Job
Select each line in the rows below that contains the word "black" and copy it out.
>> start Records provided
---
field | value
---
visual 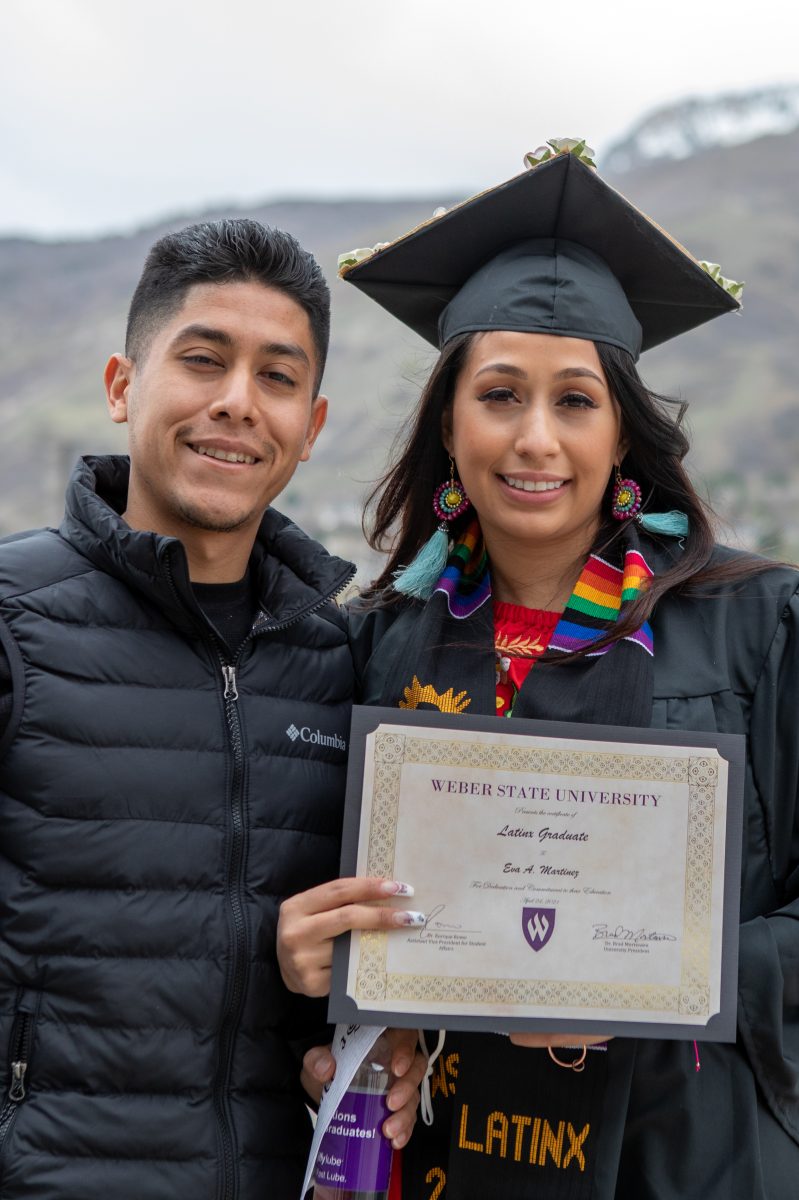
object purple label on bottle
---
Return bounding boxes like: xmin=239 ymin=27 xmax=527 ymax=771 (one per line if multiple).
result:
xmin=316 ymin=1091 xmax=391 ymax=1192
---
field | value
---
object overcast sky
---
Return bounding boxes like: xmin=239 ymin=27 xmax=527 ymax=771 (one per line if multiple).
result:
xmin=6 ymin=0 xmax=799 ymax=236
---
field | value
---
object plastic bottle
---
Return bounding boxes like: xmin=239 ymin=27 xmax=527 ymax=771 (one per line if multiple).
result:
xmin=313 ymin=1034 xmax=394 ymax=1200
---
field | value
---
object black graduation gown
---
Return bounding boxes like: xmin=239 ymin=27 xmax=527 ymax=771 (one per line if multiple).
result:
xmin=350 ymin=544 xmax=799 ymax=1200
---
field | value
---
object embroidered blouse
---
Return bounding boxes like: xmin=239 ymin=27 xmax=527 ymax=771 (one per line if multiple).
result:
xmin=494 ymin=600 xmax=560 ymax=716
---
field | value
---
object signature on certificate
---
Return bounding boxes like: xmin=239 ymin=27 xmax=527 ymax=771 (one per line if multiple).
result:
xmin=415 ymin=904 xmax=482 ymax=937
xmin=594 ymin=924 xmax=677 ymax=942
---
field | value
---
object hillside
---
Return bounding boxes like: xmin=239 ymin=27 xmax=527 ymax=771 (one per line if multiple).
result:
xmin=0 ymin=125 xmax=799 ymax=558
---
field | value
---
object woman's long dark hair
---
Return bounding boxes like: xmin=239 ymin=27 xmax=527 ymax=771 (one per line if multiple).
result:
xmin=364 ymin=334 xmax=773 ymax=656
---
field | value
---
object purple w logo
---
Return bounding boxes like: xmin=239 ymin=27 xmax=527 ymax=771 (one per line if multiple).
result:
xmin=522 ymin=907 xmax=555 ymax=950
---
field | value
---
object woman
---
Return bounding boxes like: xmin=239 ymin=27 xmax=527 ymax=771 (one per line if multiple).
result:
xmin=281 ymin=146 xmax=799 ymax=1200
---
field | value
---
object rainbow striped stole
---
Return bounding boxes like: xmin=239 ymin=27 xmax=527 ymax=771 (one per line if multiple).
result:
xmin=433 ymin=520 xmax=654 ymax=658
xmin=549 ymin=548 xmax=654 ymax=656
xmin=433 ymin=520 xmax=491 ymax=620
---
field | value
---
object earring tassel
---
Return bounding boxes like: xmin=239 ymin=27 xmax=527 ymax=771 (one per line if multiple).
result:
xmin=637 ymin=509 xmax=689 ymax=538
xmin=394 ymin=523 xmax=450 ymax=600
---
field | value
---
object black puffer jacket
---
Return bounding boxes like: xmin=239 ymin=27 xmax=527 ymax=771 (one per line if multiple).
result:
xmin=0 ymin=458 xmax=352 ymax=1200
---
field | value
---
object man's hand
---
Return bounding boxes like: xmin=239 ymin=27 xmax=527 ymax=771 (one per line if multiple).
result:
xmin=277 ymin=878 xmax=425 ymax=996
xmin=300 ymin=1030 xmax=427 ymax=1150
>> end Records provided
Completed exercise
object black graduation gown
object black puffer jacket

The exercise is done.